== TRECHO FORNECIDO ==
• Cuiabá, 21 de Novembro - 00:00:00

Agro: ciclo longo ou bolha?

A partir de 2010, a agropecuária de Mato Grosso vive a sua melhor década de todos os tempos. O setor passou por dois grandes sustos. O primeiro foi em 2005 quando passou por grave crise financeira originada na baixa liquidez dos produtores, elevado endividamento bancário, queda de preços agrícolas e demanda reprimida.

O segundo susto veio com a crise financeira americana de 2008, que se transformou em crise mundial. O agro sofreu, como todos os demais setores produtivos, com a drástica redução da oferta de crédito, consequente paralisação da circulação de capitais e queda brusca da atividade econômica global.

A retomada do crescimento veio a partir da safra 2010 quando os preços internacionais retornaram a patamares remuneratórios históricos, o consumo mundial pegou tração novamente, e, puxadas pelas compras da China, as exportações de commodities agrícolas foram turbinadas.

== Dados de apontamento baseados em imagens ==
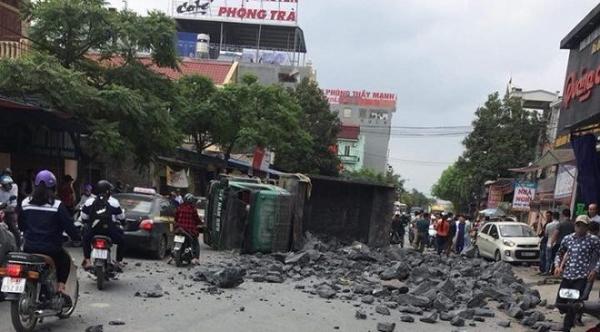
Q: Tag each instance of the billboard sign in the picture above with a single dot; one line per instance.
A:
(361, 98)
(565, 181)
(524, 193)
(277, 12)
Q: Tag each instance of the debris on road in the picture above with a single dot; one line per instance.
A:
(453, 289)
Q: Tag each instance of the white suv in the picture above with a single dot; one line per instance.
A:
(508, 241)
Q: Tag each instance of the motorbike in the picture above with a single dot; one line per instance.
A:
(103, 266)
(182, 247)
(29, 283)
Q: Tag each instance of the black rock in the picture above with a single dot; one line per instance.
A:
(360, 314)
(382, 310)
(369, 299)
(430, 319)
(410, 310)
(504, 323)
(298, 258)
(484, 312)
(457, 321)
(515, 312)
(386, 327)
(399, 271)
(467, 314)
(326, 292)
(447, 316)
(228, 277)
(413, 300)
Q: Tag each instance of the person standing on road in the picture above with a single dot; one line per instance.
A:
(8, 196)
(544, 241)
(593, 213)
(442, 229)
(577, 262)
(550, 253)
(187, 218)
(422, 232)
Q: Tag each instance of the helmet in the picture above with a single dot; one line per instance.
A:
(6, 180)
(46, 177)
(189, 198)
(103, 187)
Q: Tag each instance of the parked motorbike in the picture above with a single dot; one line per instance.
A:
(29, 283)
(182, 247)
(103, 266)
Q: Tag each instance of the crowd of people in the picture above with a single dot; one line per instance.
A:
(444, 232)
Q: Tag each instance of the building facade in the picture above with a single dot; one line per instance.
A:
(351, 148)
(372, 112)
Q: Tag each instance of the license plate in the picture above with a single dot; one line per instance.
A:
(99, 254)
(13, 285)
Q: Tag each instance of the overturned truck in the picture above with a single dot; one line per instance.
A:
(254, 217)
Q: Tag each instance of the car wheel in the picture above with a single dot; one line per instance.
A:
(497, 256)
(161, 248)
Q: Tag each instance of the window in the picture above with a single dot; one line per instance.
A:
(494, 231)
(347, 150)
(485, 229)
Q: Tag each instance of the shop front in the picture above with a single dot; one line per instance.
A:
(579, 118)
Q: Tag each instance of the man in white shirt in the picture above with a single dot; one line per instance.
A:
(550, 228)
(593, 212)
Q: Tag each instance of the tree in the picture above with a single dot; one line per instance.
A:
(194, 110)
(258, 115)
(504, 136)
(85, 63)
(323, 127)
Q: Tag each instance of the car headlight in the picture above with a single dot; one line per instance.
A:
(508, 243)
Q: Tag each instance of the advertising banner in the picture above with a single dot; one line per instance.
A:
(177, 179)
(524, 193)
(275, 12)
(495, 196)
(565, 181)
(361, 98)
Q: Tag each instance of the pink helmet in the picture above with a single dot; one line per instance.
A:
(46, 177)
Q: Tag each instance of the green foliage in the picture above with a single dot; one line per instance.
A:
(322, 126)
(504, 136)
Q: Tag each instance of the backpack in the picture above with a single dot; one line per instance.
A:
(101, 213)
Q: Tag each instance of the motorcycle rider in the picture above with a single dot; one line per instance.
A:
(187, 218)
(8, 195)
(43, 219)
(577, 262)
(102, 215)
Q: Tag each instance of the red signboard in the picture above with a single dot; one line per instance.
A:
(361, 98)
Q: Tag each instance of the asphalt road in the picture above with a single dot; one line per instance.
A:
(267, 307)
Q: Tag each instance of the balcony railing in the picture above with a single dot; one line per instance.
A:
(349, 159)
(13, 49)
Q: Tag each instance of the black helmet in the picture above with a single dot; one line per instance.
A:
(103, 187)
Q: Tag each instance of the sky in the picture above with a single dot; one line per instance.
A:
(441, 57)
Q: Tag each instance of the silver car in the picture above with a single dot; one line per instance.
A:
(509, 242)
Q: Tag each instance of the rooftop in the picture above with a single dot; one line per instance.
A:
(582, 30)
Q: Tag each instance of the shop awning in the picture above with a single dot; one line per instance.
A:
(550, 158)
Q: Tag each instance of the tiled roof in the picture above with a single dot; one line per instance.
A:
(217, 71)
(349, 132)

== ATIVIDADE ==
Copie do trecho, sem nenhuma alteração, a parte que abre com as palavras "A retomada do" e fecha com "agrícolas foram turbinadas.". Os dados formam um material à parte, sem relação com o trecho.

== RESULTADO DA TAREFA ==
A retomada do crescimento veio a partir da safra 2010 quando os preços internacionais retornaram a patamares remuneratórios históricos, o consumo mundial pegou tração novamente, e, puxadas pelas compras da China, as exportações de commodities agrícolas foram turbinadas.